Tummy Bugs - What You Need To Know

sickteddy.jpgWith all this worry about contaminated cucumbers, lots of parents are worried about kids with tummy upsets.

So I thought it would be a good idea to answer a few common questions...





Gastroenteritis is the posh word for a tummy bug.  It is caused by two types of bugs: viruses and bacteria.  The important difference is that viruses don't respond to antibiotics and are usually not serious.  However, some bacteria can be.

The commonest cause of gastroenteritis in small children in this country is viruses (e.g. rotavirus, adenovirus).  Bacterial causes include Campylobacter, Shigella and the famous E. coli.



The usual symptoms are vomiting, diarrhoea and tummy pain.  Bacterial gastroenteritis can also cause blood in the poo.



Usually not - the vast majority of gastroenteritis gets better by itself with simple supportive treatment: 

  • Rest - stay at home and try to avoid contact with lots of other people as it can be very catchy.
  • Paracetamol (Calpol) - to help the tummy pain.
  • Drink - this is the most important part of treatment.  Encourage your kid to drink small amounts frequently to stay hydrated (initially 1-2 teaspoons every 5 minutes then increase as tolerated).  Ideally, rehydration solution like Dioralyte is best.  It doesn't always taste nice but can be flavoured with a little juice.  Giving small amounts frequently to start off is better because the stomach is sensitive and won't tolerate a large amount in one go.
  • Stay off milk and solids - for the first 24 hours just give rehydration fluids then add in simple foods and milk slowly after that.  Jelly is a great starter food as it is mostly sugar and water (and tastes nice!).  Some kids get a temporary lactose intolerance after a tummy bug and their symptoms return/worsen when they drink milk.  This usually settles with time or you can try going back to rehydration fluids for another 24 hours.

#### RECORD SET
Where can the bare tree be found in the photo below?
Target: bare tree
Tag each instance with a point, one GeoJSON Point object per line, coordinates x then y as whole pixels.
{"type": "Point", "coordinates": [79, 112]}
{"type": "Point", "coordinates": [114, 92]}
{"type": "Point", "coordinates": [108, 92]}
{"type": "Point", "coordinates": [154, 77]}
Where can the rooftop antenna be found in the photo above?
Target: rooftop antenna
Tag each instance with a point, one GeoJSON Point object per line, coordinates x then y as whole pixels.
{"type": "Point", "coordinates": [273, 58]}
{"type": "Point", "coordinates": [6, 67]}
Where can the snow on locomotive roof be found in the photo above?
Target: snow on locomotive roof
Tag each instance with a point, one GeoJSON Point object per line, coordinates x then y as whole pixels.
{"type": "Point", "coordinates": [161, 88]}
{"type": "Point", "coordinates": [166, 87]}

==

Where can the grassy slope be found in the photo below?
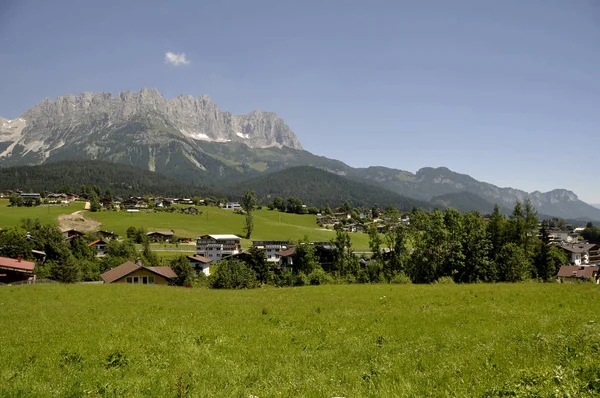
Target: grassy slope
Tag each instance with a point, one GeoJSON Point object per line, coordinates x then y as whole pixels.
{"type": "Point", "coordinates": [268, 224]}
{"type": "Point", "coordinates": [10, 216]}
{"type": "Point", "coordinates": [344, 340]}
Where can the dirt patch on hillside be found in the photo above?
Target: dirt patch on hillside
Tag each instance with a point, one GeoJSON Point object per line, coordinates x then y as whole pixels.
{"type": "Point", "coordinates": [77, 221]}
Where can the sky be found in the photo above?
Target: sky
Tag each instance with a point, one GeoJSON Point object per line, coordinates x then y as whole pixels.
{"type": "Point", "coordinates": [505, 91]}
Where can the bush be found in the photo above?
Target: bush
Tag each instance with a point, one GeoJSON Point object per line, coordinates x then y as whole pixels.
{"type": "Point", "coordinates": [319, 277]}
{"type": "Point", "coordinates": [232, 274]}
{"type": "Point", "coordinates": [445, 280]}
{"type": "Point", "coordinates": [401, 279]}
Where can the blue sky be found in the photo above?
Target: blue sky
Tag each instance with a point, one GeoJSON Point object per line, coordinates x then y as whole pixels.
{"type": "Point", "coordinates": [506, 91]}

#### ASSIGNMENT
What does the tummy bug text name as the most important part of treatment? The rows come from a separate source and are unrelated to the text.

#### ANSWER TO THIS TASK
Drinking, in small amounts often, to stay hydrated.